→ DATA EXCERPTS
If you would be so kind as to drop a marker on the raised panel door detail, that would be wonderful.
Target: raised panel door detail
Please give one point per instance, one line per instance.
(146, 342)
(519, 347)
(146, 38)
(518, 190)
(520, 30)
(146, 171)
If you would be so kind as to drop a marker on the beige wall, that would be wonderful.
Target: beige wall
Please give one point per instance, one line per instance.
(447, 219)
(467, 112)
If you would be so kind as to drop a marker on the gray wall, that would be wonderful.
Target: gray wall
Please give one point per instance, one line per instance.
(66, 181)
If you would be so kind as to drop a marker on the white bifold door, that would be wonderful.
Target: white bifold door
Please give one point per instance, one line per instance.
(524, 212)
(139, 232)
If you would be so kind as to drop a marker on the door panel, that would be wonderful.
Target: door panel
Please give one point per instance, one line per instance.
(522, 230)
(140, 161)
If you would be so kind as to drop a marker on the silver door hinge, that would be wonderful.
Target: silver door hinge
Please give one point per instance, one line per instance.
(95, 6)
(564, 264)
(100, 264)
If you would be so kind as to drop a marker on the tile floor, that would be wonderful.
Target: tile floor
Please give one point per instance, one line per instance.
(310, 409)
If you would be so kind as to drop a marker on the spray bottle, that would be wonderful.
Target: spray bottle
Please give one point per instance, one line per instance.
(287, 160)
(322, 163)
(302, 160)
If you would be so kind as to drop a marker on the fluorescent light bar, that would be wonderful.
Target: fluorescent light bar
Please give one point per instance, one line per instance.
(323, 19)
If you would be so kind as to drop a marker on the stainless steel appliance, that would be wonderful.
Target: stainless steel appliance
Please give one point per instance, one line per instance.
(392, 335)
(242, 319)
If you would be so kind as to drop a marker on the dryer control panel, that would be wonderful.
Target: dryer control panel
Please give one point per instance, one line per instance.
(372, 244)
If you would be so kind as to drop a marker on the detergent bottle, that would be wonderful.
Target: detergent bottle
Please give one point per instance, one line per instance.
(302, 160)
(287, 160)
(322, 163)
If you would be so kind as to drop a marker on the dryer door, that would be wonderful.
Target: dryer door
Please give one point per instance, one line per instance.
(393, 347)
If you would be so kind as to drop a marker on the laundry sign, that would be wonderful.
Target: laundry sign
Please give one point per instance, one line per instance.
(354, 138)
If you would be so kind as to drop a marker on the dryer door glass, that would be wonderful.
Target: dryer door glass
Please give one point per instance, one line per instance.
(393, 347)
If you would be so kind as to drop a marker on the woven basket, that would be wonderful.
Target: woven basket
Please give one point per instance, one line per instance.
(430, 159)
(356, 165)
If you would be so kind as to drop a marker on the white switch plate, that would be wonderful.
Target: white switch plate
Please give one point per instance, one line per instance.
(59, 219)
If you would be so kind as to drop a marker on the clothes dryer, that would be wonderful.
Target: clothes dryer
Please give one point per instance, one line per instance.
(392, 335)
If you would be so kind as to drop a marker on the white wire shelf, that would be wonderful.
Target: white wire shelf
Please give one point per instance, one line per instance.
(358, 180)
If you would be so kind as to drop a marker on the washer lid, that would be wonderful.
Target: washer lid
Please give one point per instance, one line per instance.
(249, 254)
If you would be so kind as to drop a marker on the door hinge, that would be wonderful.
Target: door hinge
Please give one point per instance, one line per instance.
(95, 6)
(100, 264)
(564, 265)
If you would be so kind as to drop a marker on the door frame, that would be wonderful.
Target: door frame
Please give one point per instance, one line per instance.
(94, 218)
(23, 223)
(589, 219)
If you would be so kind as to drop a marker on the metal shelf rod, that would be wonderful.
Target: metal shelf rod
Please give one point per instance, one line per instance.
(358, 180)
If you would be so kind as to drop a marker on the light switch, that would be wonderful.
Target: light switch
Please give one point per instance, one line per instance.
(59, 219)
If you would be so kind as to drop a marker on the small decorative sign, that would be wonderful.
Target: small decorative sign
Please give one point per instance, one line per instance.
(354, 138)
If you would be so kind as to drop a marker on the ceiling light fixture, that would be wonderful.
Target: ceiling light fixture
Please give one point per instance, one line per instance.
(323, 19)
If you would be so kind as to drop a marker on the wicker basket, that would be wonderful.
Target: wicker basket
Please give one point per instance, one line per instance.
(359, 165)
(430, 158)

→ TASK GOAL
Above are the records. Print exactly, and only, the lines from the line with "floor, that would be wonderful." to the line with "detergent bottle, that would be wonderful.", both inclusive.

→ RESPONSE TO THE EXERCISE
If you would be so kind as to drop a marker on the tile floor, that would be wonderful.
Target: tile floor
Please give one point per instance, one line per instance.
(310, 409)
If you would be so kind as to drop a marker on the spray bottle, that would be wonderful.
Target: spray bottle
Please give one point per instance, one line per instance.
(287, 160)
(322, 163)
(302, 160)
If you would be so kind as to drop a marker on the fluorescent light bar, that would be wonderful.
Target: fluorescent light bar
Please give one point per instance, one line per instance.
(323, 19)
If you would be so kind as to drop a marker on the stainless steel appliance, that would be wonderful.
Target: stainless steel appliance
Please give one point per instance, one line per instance.
(392, 335)
(242, 319)
If you would be so kind as to drop a marker on the dryer control panel, that would be wonderful.
Target: dryer control panel
Please give one point per instance, one line per instance.
(372, 244)
If you would be so kind as to drop a marker on the detergent bottle, that would be wonderful.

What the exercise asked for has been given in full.